Could you repeat the records below word for word, starting at the line that contains "of the cornice" and ending at the line that contains "column 357, row 192", with the pictures left out?
══ MATERIAL SHOWN ══
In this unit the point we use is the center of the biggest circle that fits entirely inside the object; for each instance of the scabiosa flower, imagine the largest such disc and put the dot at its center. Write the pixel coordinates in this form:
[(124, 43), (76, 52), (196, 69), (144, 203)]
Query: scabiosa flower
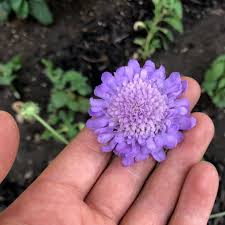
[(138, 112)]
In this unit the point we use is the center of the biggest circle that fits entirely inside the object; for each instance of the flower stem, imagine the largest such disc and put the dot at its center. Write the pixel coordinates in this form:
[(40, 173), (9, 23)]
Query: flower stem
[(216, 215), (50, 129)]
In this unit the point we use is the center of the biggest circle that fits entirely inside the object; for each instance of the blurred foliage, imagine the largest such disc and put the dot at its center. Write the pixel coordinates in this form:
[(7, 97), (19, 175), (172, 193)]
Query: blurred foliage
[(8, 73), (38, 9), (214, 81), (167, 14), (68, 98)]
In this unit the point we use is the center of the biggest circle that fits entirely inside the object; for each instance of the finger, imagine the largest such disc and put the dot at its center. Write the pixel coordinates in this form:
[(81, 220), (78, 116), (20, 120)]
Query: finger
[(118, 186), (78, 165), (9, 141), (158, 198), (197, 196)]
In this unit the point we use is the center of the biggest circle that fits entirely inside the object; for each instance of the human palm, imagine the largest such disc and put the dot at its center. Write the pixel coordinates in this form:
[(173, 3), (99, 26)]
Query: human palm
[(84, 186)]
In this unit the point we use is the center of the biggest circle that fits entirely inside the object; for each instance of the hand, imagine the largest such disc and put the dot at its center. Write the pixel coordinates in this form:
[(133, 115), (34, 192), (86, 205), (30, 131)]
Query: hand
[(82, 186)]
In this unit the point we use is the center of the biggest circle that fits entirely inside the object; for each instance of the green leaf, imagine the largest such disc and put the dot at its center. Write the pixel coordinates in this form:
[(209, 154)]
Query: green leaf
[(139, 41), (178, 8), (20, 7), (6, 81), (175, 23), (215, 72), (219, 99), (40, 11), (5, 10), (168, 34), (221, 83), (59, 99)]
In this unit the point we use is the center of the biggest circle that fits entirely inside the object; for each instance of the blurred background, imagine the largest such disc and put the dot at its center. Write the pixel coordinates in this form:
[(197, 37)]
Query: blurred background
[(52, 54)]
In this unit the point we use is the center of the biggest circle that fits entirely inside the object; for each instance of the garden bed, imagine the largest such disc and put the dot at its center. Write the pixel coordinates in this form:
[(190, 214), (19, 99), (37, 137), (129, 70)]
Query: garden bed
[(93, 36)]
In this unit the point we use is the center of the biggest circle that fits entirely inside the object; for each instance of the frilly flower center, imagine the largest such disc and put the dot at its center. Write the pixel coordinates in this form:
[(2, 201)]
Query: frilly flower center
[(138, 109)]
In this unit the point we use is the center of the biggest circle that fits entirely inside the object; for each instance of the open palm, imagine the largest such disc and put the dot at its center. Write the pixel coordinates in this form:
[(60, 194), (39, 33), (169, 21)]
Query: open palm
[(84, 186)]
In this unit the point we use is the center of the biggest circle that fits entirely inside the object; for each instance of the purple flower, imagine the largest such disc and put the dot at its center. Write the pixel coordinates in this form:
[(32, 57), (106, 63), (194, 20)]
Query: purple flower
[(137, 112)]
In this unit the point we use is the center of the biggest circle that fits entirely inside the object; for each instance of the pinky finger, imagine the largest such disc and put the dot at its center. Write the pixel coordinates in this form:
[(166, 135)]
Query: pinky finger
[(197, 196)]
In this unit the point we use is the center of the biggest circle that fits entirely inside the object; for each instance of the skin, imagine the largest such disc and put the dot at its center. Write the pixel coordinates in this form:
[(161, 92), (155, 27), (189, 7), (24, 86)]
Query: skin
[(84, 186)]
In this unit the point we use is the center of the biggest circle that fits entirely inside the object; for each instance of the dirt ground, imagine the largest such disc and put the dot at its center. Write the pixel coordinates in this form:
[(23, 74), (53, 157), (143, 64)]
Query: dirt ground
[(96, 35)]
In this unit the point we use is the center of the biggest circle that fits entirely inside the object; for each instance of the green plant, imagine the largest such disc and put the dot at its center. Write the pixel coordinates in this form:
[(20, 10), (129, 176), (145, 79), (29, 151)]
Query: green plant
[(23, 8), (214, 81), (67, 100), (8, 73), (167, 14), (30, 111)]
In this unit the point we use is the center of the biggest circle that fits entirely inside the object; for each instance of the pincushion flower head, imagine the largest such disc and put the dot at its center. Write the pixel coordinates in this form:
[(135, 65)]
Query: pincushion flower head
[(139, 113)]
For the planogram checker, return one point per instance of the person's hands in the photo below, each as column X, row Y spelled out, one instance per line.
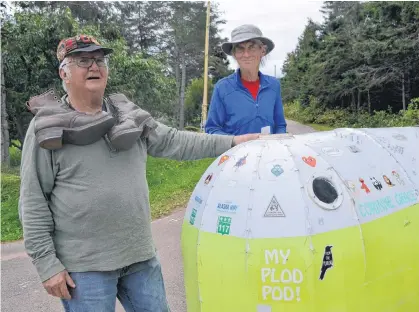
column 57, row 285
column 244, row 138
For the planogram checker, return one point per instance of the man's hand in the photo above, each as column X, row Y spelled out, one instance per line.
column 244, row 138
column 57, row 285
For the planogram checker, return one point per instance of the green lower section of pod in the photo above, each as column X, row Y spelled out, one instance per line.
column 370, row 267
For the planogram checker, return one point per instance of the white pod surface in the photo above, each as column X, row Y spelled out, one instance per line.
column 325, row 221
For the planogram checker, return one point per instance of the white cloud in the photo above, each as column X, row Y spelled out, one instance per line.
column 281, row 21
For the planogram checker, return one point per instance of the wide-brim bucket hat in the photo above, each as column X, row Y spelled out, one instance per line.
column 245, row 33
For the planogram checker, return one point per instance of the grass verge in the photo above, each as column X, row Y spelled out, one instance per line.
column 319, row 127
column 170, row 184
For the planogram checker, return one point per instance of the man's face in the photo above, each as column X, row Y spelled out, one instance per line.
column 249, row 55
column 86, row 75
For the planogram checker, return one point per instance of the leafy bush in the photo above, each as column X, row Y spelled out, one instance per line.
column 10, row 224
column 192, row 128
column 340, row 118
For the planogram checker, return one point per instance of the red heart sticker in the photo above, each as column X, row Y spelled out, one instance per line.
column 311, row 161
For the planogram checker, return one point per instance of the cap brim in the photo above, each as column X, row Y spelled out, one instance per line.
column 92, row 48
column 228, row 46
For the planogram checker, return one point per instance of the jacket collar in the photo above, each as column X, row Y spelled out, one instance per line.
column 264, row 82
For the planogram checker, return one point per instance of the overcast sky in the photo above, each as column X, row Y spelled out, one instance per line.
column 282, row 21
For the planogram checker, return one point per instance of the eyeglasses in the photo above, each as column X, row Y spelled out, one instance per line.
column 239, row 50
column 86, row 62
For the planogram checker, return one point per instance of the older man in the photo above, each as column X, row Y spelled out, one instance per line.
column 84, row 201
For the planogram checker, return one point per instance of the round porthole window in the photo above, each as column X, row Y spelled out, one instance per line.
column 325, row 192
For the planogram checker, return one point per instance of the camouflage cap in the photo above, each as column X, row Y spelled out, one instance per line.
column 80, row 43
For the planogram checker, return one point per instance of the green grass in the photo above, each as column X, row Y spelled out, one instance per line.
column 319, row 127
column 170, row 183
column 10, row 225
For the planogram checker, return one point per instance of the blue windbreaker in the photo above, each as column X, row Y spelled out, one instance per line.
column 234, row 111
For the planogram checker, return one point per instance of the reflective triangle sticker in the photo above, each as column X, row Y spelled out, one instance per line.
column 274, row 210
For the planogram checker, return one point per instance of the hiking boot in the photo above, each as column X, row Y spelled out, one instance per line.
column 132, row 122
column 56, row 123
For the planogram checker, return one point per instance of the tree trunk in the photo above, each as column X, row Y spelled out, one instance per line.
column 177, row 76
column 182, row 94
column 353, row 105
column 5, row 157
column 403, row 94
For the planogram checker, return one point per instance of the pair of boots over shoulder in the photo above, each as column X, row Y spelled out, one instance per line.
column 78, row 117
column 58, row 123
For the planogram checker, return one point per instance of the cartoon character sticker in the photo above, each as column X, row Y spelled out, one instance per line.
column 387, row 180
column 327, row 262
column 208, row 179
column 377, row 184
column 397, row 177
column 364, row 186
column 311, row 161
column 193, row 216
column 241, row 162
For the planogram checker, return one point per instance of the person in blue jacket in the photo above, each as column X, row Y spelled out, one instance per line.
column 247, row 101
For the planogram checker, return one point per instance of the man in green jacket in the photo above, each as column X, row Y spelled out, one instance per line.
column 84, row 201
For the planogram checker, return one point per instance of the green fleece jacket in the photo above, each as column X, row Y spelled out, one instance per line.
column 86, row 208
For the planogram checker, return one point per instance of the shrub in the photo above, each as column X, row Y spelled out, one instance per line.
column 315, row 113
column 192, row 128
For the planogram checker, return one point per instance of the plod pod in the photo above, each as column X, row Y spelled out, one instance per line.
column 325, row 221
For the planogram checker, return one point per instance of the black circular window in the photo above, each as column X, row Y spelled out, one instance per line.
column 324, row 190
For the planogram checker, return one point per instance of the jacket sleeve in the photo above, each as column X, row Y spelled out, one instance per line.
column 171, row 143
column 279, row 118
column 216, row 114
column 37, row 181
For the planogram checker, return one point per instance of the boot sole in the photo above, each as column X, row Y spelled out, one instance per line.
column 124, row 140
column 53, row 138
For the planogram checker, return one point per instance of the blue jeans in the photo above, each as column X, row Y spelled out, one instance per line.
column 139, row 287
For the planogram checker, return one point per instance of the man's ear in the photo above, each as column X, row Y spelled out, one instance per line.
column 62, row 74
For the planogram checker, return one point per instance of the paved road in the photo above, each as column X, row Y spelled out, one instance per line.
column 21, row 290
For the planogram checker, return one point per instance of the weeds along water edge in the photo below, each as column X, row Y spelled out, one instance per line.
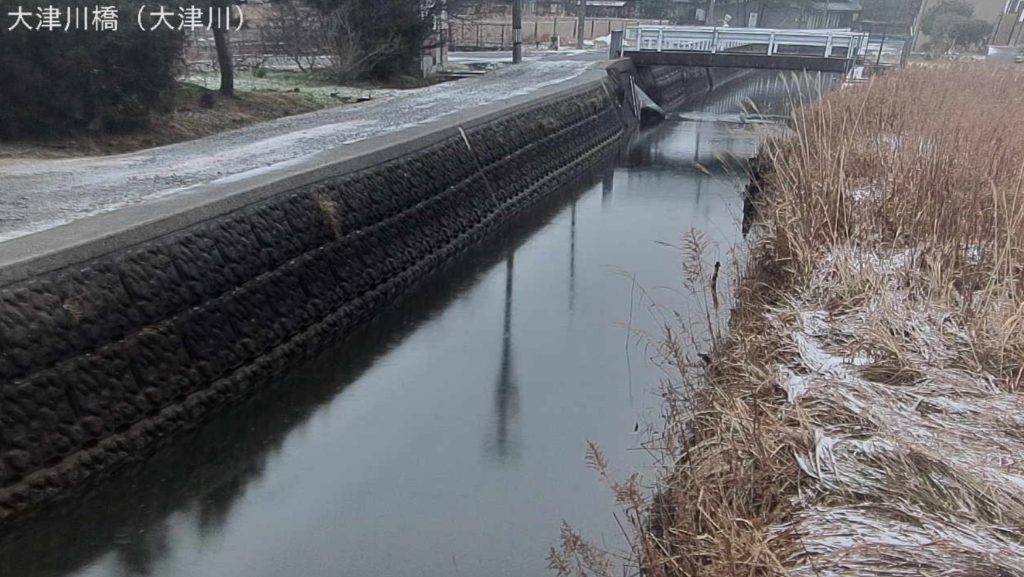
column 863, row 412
═══
══ MATERIAL SHOWN ══
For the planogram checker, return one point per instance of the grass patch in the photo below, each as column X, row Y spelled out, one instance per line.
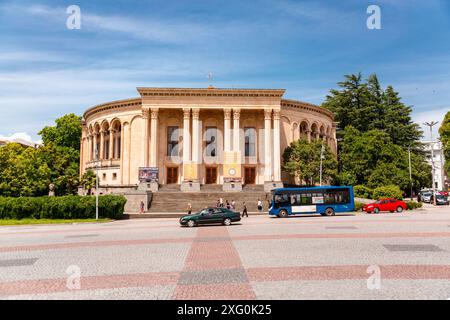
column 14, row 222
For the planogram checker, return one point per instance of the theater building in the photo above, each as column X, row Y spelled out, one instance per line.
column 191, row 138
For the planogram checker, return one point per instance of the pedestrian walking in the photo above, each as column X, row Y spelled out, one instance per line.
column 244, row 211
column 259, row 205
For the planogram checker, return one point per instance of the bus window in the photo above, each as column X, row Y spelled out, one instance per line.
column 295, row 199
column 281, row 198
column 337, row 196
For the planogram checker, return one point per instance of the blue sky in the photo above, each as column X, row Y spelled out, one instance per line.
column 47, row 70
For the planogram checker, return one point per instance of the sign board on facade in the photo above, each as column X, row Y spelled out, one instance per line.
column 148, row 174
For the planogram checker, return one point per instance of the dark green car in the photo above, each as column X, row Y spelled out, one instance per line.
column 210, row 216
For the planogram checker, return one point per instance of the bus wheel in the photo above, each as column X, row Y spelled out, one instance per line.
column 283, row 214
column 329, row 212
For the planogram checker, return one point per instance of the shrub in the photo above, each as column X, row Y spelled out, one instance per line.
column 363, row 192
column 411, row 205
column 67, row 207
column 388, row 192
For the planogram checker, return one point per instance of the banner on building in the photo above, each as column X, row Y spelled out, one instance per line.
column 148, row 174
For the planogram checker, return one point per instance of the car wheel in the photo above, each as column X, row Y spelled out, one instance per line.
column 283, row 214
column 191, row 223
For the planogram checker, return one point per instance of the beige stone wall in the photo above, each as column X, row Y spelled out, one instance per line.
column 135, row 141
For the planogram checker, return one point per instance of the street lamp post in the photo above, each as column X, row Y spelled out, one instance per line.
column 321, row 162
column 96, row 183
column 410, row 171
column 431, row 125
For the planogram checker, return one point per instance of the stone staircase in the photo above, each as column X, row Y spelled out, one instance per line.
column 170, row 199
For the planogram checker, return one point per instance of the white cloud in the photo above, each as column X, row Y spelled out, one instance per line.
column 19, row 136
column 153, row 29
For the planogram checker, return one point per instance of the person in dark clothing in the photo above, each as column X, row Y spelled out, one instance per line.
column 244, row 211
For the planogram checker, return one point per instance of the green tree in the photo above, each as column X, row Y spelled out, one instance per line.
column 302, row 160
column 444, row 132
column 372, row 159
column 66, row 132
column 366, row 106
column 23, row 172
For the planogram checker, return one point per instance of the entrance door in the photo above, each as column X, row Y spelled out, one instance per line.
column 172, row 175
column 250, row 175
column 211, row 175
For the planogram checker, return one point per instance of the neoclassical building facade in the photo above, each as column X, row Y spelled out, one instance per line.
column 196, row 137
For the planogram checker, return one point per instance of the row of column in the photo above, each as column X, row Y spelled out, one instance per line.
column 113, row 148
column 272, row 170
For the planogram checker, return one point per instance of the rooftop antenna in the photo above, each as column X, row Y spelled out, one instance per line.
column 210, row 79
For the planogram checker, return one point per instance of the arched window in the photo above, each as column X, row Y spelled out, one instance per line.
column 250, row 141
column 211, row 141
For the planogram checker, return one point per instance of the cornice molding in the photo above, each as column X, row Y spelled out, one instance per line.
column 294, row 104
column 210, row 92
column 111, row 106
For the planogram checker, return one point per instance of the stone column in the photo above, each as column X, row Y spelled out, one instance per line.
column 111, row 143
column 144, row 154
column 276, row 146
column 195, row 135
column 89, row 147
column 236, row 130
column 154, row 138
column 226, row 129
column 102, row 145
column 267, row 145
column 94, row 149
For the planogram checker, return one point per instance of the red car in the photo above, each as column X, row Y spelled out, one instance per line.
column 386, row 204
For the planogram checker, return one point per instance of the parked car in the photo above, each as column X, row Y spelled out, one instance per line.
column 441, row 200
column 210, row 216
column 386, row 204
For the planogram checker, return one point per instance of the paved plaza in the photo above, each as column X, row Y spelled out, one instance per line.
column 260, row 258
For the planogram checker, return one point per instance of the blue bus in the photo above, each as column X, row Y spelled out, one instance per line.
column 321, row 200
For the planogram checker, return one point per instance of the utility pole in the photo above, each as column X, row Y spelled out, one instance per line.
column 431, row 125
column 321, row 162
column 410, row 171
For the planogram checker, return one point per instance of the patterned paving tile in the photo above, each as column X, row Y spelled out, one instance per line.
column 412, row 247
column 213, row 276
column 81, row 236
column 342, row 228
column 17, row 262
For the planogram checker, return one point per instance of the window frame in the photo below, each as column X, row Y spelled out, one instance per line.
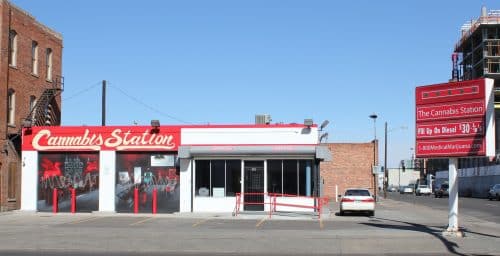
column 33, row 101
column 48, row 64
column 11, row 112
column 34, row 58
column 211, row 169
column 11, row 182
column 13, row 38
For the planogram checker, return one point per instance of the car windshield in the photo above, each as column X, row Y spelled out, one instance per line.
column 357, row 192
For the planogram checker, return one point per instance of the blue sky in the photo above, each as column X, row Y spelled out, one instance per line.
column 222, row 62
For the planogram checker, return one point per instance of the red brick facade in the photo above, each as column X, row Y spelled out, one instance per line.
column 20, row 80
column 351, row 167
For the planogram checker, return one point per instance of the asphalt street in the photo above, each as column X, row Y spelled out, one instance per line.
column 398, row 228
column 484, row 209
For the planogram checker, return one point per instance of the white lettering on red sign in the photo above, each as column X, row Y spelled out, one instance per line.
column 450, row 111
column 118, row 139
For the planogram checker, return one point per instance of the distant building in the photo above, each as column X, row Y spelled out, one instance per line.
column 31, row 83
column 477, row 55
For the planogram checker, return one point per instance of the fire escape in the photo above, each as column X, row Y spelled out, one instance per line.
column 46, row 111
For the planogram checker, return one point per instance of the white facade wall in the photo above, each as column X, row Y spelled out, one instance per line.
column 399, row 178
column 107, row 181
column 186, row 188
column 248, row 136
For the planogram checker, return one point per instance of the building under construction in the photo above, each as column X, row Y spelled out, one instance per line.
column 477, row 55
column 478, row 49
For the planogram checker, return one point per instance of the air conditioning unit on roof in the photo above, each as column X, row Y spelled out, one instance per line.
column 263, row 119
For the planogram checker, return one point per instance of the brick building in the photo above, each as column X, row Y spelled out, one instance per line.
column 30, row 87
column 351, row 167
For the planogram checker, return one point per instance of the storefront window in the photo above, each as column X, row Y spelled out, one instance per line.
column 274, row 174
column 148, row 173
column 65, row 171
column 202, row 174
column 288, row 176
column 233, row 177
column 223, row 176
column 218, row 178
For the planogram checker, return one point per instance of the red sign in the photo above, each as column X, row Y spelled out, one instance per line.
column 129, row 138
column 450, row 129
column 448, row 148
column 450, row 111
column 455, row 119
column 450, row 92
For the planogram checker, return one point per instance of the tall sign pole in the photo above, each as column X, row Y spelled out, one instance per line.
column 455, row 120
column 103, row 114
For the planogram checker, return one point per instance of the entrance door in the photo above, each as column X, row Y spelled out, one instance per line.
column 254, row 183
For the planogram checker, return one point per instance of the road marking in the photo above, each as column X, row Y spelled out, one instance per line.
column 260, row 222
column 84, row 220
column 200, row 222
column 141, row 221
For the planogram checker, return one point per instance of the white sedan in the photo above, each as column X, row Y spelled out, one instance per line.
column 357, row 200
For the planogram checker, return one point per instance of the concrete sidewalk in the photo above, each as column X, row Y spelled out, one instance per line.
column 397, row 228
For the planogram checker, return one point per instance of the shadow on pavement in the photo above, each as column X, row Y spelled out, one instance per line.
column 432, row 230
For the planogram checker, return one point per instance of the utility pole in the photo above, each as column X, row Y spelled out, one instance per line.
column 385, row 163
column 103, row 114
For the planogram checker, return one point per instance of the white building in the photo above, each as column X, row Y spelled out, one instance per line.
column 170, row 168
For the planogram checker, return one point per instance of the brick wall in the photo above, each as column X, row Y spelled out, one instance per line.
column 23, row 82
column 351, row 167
═══
## COMPLETE ANSWER
For the planogram checker, return one point per instance of the cornice molding in the photo above, each as column X, row Y spelled out, one instance per line.
column 294, row 104
column 210, row 92
column 111, row 106
For the planogram checker, return one point per instance of the stone column in the photo above, each as column X, row Y spelled out, one instance per line.
column 111, row 143
column 144, row 154
column 276, row 146
column 195, row 135
column 89, row 147
column 236, row 130
column 154, row 138
column 226, row 129
column 102, row 145
column 267, row 145
column 94, row 149
For the planogram checker, return one point per instance of the red car in the photo above, each as column X, row Y spelled out, one instance per line.
column 386, row 204
For the planogram checker, return one point per instance of the parked car in the photo above, each as column X, row Y spelled out, one instance per line.
column 441, row 200
column 210, row 216
column 386, row 204
For the planogram checker, return one point per instance of the paved plaza in the photo above, each as column X, row Y spelled out, one instance per line.
column 260, row 258
For the planogram checker, return one point per instance of the blue bus in the photo above, each as column X, row Y spelled out, one instance per line.
column 321, row 200
For the planogram checker, return one point per instance of the utility pole in the photo above, each as column X, row Y spelled out, one instance per line.
column 431, row 125
column 321, row 162
column 410, row 171
For the planogram checker, return one point per instance of the patterned paving tile in the photo above, each as column X, row Y spelled out, one instance per line.
column 412, row 247
column 213, row 276
column 81, row 236
column 342, row 228
column 17, row 262
For the planogram checker, return one point per instance of the window frame in the photo below, each as column X, row Y spelled out, one instance per line.
column 33, row 101
column 48, row 64
column 11, row 112
column 34, row 58
column 211, row 169
column 11, row 182
column 13, row 38
For the planogram checker, return one point per instance of the car windshield in the photo above, each as column X, row Y spelled out, one instance per line.
column 357, row 192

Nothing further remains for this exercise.